* start Exercise materials *

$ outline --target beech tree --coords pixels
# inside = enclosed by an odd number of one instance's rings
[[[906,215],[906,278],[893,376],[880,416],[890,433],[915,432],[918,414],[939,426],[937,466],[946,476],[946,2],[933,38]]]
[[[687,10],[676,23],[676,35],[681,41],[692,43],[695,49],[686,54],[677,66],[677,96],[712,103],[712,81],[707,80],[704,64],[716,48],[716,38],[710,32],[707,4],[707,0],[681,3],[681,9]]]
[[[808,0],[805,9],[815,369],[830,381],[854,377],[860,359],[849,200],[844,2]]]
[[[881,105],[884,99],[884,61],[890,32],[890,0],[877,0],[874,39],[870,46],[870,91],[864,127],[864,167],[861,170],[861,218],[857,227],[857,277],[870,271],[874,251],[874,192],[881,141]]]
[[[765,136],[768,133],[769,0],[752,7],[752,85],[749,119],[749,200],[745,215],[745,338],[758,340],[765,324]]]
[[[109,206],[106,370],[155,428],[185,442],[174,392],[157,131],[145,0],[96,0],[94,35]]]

* end Exercise materials *
* start Exercise materials *

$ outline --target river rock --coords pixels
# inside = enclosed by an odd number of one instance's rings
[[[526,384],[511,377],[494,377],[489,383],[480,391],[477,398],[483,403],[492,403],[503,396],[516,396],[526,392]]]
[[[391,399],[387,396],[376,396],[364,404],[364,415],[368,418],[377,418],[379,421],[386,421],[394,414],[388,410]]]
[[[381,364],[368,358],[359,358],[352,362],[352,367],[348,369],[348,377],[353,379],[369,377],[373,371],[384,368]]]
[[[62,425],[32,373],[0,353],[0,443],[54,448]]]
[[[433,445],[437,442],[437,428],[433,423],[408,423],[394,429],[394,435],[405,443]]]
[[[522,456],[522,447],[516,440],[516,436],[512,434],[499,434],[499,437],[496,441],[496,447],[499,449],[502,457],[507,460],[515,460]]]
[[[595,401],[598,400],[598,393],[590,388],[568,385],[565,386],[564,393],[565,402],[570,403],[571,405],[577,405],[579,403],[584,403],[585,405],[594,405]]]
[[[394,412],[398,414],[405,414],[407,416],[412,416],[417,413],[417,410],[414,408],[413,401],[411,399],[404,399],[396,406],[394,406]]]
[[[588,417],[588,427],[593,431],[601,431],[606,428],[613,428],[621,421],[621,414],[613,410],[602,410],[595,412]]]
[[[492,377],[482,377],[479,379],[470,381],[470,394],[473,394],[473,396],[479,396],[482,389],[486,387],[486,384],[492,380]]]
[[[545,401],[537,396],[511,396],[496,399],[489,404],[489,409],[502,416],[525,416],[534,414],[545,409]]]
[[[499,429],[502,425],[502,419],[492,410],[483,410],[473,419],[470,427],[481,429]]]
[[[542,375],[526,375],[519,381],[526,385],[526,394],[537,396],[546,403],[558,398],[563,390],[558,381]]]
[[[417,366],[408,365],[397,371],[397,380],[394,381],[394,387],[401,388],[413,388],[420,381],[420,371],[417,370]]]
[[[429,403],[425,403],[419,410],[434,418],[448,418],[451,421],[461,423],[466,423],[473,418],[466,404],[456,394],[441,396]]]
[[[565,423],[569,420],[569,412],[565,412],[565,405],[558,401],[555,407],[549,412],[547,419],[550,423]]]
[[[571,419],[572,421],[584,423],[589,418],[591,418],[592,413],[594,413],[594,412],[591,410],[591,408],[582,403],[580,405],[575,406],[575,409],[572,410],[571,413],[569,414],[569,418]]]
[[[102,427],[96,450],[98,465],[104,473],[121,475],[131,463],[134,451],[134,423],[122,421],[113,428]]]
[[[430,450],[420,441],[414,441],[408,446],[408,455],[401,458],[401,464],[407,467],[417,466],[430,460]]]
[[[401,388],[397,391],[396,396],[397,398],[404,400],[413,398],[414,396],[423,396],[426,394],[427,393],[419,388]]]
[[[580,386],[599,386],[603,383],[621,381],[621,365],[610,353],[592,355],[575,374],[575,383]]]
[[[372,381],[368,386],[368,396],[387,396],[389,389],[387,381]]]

* end Exercise materials *
* start Exercise materials *

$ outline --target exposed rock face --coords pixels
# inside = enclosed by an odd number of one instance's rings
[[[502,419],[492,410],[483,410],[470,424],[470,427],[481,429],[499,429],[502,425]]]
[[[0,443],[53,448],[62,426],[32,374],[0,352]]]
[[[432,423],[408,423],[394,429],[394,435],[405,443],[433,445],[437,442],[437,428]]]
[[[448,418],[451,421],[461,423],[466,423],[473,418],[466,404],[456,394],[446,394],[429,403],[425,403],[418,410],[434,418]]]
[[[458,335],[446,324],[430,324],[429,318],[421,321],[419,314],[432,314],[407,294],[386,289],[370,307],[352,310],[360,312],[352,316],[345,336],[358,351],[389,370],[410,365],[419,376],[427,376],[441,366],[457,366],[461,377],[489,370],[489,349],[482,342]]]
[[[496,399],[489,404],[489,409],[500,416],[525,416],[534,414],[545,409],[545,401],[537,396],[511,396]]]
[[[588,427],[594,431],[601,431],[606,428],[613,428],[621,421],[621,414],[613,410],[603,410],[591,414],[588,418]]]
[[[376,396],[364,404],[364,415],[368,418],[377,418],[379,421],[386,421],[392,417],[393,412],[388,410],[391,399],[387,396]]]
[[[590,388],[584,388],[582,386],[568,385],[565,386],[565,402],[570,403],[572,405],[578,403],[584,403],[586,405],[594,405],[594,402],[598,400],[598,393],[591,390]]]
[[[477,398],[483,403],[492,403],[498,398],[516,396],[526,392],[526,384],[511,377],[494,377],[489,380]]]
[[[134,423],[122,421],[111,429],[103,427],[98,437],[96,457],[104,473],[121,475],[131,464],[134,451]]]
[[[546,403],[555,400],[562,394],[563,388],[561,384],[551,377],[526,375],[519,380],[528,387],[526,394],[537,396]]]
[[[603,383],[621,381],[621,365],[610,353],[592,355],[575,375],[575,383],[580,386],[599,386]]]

* end Exercise materials *

List each line of the records above that contains the string "target", treating uppercase and lowercase letters as distinct.

$ outline --target beech tree --coords pixels
$ outline --target river rock --coords pixels
$ outline --target exposed rock face --coords pixels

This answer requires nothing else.